▶ [SOURCE EXTRACT]:
—————

Alan Johnson, leader of the postal workers involved in the Royal Mail dispute, attacked Tony Blair's suggestion that his union should ballot on the latest peace offer.

"The question of if and when or how many times we ballot is a matter for us as free independent trade unions, not a matter for the state."

But the conference overwhelmingly defeated a proposition by Mr Johnson calling for workers to be allowed to strike without a vote when "urgent defensive action" was required.

Proposing the resolution which called for a more radical Labour approach, Tony Dubbins, the print workers' leader, denounced its key proposals on union recognition as "nonsense". Plans for ballots among workers before management was obliged to deal with unions were "cumbersome, bureaucratic and unworkable".

Recognition should be "automatic" when a union could prove more than half the workforce were members.

The proposition also demanded that a Blair cabinet grant full rights to workers on the first day of their employment, as promised by John Smith, the Labour leader who died in 1994. Under Mr Blair the party has moved away from the pledge, pointing out that litigation under European law would probably reduce the qualifying period from the present two years to one.

—————

▶ [EXTRACTED INFORMATION]:
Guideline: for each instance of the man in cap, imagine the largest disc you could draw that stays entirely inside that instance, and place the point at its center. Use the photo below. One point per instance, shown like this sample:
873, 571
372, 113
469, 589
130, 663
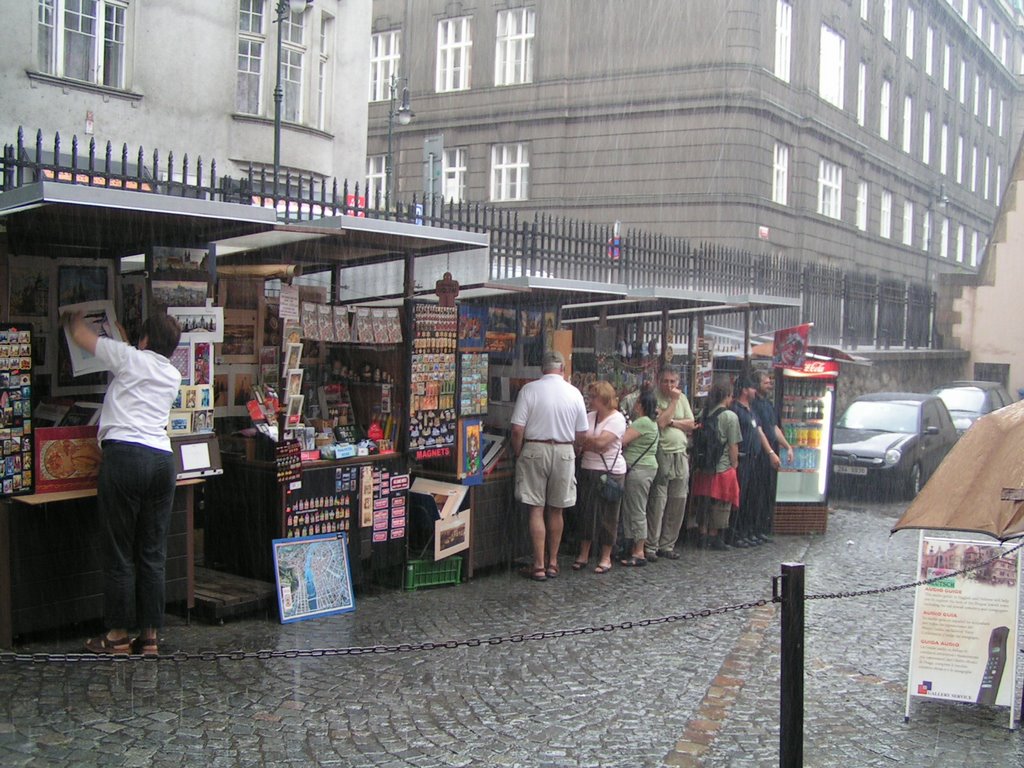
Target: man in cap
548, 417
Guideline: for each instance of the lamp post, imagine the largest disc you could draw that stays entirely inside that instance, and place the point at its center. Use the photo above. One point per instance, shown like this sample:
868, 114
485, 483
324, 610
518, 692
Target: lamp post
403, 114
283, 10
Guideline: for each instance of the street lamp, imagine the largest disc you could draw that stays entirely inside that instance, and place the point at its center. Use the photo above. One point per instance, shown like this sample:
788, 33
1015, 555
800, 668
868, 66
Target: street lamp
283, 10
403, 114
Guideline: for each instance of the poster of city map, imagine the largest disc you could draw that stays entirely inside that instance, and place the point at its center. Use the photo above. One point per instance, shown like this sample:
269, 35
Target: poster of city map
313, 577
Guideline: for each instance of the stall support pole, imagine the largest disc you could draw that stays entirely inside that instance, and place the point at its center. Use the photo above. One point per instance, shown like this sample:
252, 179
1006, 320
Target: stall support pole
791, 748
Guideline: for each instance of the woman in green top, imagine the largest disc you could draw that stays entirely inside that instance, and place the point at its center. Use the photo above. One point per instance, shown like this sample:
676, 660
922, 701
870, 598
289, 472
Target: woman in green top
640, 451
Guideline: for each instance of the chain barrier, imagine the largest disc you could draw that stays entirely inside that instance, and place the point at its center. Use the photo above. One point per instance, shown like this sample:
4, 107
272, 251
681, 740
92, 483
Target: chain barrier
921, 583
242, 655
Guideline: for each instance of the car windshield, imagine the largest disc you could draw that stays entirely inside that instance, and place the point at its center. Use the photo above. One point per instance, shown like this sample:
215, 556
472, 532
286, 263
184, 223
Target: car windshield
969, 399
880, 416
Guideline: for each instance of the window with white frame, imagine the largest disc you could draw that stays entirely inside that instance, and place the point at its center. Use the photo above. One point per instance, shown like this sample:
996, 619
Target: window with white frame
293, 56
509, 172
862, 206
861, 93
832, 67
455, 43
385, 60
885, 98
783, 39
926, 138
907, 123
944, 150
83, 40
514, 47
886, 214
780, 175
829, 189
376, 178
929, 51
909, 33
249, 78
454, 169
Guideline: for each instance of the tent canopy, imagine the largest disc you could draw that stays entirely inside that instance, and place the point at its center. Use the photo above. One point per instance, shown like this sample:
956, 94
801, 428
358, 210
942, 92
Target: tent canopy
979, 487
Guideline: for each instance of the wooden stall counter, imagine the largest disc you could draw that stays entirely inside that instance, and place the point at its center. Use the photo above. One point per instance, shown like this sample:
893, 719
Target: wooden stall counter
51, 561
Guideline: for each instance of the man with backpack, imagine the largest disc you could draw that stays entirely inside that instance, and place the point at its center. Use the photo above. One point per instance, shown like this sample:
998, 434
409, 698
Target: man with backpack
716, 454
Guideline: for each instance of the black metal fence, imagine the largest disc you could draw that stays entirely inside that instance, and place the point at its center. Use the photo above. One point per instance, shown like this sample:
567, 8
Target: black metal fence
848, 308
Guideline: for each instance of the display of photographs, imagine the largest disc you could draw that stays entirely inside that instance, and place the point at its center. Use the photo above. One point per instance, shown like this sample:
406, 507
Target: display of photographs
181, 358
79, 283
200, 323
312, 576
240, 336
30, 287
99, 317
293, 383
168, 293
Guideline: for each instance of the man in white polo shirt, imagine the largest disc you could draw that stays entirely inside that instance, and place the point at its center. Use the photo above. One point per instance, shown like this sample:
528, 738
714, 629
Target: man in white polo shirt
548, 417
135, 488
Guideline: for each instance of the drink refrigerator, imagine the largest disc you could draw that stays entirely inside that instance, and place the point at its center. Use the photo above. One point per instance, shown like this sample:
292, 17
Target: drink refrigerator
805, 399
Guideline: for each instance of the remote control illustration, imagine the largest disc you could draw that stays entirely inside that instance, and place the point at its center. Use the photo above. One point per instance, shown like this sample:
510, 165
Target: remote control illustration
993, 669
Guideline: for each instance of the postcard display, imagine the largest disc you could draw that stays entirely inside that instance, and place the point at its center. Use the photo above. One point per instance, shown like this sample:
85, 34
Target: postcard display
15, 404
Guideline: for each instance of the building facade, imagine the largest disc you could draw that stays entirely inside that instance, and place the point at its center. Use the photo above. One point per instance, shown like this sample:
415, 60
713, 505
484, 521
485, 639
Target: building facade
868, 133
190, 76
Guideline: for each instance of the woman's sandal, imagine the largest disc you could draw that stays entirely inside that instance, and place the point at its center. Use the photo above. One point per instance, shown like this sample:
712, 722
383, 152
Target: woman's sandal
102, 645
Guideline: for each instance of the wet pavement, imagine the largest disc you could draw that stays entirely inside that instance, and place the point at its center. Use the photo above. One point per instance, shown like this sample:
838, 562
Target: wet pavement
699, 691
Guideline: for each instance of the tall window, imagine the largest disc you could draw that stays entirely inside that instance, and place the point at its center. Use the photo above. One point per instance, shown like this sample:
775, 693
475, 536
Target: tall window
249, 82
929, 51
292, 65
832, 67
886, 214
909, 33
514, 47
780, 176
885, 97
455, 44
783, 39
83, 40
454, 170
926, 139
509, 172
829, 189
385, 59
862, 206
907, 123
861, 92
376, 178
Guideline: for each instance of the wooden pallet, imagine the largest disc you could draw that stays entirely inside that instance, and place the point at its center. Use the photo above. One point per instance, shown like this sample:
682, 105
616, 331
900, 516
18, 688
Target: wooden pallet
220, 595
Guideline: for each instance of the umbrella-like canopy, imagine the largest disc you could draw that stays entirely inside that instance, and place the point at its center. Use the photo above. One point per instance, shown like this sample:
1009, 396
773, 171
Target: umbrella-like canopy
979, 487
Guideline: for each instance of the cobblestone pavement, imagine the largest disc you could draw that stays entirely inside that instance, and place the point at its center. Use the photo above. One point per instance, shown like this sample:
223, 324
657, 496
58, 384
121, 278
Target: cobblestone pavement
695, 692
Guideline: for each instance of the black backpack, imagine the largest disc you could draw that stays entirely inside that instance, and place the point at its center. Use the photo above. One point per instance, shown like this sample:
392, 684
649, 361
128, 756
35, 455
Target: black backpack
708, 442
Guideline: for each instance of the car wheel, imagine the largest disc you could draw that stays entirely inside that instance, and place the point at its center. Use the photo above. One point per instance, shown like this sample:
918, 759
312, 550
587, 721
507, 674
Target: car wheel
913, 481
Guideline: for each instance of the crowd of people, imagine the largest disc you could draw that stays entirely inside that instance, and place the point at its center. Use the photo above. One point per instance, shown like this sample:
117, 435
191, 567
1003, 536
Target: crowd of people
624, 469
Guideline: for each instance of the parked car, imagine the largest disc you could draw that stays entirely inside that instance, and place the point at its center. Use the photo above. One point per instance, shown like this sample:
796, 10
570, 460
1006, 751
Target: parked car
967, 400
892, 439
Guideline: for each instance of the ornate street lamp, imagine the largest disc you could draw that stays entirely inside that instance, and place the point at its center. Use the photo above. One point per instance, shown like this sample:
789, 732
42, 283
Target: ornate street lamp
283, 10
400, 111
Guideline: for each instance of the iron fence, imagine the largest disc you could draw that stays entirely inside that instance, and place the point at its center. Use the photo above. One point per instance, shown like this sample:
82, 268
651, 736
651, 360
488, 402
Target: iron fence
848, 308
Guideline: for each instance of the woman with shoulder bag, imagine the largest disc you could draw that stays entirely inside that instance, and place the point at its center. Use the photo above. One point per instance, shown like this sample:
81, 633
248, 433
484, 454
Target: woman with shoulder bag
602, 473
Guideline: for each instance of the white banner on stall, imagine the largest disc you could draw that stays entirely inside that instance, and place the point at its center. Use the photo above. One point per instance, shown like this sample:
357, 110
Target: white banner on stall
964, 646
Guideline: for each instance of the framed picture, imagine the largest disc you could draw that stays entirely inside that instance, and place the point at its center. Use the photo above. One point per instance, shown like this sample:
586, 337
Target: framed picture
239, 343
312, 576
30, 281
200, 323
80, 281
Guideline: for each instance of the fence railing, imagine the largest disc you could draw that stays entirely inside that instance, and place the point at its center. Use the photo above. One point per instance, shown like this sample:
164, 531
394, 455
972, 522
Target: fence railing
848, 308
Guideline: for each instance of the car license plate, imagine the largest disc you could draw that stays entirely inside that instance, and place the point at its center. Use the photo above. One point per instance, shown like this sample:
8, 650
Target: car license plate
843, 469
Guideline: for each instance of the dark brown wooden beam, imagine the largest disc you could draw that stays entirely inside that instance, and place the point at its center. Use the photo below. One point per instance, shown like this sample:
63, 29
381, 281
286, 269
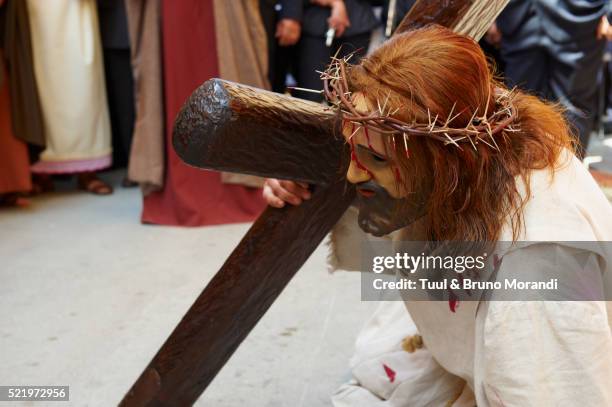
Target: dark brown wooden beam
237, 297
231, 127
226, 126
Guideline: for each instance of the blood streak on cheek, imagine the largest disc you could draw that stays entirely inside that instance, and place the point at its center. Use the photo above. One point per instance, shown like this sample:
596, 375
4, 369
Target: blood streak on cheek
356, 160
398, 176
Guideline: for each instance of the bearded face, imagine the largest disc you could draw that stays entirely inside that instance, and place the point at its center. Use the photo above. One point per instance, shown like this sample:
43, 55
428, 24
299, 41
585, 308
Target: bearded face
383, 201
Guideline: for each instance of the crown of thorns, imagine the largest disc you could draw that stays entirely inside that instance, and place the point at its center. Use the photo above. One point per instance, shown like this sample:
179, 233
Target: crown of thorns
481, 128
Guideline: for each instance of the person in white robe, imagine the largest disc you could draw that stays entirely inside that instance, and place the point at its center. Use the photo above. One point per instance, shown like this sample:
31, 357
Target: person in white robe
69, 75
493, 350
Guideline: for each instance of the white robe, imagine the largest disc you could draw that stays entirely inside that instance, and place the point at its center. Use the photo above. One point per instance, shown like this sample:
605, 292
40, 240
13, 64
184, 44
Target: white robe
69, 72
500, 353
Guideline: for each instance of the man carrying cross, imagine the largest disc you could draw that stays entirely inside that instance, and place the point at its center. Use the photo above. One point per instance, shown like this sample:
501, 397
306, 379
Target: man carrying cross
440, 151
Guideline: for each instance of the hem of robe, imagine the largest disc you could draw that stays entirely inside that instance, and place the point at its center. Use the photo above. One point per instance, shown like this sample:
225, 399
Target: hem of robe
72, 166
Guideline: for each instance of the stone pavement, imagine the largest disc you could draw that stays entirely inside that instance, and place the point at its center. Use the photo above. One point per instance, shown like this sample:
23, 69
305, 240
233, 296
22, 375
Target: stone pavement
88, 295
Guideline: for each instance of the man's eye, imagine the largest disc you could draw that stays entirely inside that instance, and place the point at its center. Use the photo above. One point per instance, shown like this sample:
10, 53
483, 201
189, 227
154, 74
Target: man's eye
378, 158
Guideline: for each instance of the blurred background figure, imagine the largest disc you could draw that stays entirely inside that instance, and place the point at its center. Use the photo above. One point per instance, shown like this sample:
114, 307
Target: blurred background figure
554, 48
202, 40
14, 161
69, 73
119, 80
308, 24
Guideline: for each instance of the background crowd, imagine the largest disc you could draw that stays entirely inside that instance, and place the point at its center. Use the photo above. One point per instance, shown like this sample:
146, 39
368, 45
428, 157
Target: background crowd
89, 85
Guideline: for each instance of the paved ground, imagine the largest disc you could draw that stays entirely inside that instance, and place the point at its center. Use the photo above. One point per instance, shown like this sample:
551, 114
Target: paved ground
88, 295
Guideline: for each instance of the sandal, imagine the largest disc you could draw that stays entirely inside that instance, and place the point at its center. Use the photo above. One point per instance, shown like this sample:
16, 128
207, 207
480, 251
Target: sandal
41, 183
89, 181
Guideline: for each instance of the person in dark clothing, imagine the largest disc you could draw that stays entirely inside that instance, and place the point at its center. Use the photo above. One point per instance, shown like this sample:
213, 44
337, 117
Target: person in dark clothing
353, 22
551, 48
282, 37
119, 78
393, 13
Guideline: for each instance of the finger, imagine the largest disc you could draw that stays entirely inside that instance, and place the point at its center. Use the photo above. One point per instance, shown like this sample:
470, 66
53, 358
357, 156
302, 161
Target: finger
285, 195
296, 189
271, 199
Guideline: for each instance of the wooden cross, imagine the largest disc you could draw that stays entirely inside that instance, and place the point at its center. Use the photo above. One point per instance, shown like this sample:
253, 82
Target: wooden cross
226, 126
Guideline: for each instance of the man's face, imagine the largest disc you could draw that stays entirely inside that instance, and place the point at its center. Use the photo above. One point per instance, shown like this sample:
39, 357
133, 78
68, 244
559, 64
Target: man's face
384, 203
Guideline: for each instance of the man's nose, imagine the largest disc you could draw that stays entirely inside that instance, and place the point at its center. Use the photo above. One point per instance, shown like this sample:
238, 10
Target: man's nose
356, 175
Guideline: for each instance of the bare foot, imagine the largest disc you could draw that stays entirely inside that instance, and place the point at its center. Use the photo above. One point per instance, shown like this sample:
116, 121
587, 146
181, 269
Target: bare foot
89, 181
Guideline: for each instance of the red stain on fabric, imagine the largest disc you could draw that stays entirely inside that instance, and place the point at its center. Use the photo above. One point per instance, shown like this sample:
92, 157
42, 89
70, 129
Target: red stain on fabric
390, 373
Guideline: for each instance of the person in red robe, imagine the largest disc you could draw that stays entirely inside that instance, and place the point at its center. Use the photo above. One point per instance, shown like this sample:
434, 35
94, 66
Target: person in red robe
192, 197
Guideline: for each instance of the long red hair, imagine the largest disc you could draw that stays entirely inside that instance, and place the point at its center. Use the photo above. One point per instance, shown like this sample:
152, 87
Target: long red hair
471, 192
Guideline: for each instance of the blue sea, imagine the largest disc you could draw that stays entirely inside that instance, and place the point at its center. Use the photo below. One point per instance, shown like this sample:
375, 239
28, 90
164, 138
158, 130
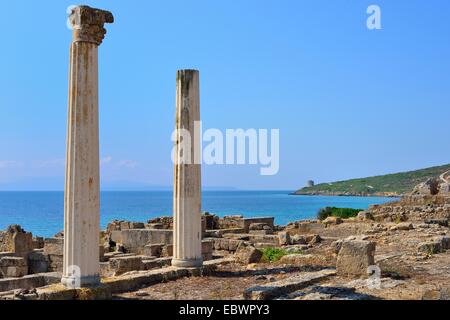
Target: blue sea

—————

▶ [TO BE DONE]:
1) In the union conference report, swap "proposition" for "motion" in the part that opens with the words containing "Alan Johnson, leader" and closes with "workforce were members.", and write that part out again.
2) Say whether each statement agrees with the union conference report, answering yes or no and quoting the words from the report that decide it: (a) The conference backed Mr Johnson's proposition to let workers strike without a vote. (b) Tony Dubbins led the print workers. (c) The present qualifying period for full rights is one year.
3) Write what comes next in the union conference report, picking up after its last sentence.

▶ [ANSWERS]:
1)
Alan Johnson, leader of the postal workers involved in the Royal Mail dispute, attacked Tony Blair's suggestion that his union should ballot on the latest peace offer.

"The question of if and when or how many times we ballot is a matter for us as free independent trade unions, not a matter for the state."

But the conference overwhelmingly defeated a motion by Mr Johnson calling for workers to be allowed to strike without a vote when "urgent defensive action" was required.

Proposing the resolution which called for a more radical Labour approach, Tony Dubbins, the print workers' leader, denounced its key proposals on union recognition as "nonsense". Plans for ballots among workers before management was obliged to deal with unions were "cumbersome, bureaucratic and unworkable".

Recognition should be "automatic" when a union could prove more than half the workforce were members.

2)
(a) No: "the conference overwhelmingly defeated a proposition by Mr Johnson calling for workers to be allowed to strike without a vote"
(b) Yes: "Tony Dubbins, the print workers' leader"
(c) No: "reduce the qualifying period from the present two years to one"

3)
Mr Dubbins, secretary of the GPMU union, said a proposal giving strikers a right to claim unfair dismissal if they were sacked during lawful industrial action "invited victimisation". He said legislation on secondary action should be brought into line with International Labour Organisation conventions, which derive from the United Nations Charter. The ILO standards allow for few restrictions on solidarity action. The print union leader welcomed Labour's commitments in its document "Building Prosperity, Flexibility, Efficiency and Fairness at Work", but said it "fell considerably short" of union aspirations.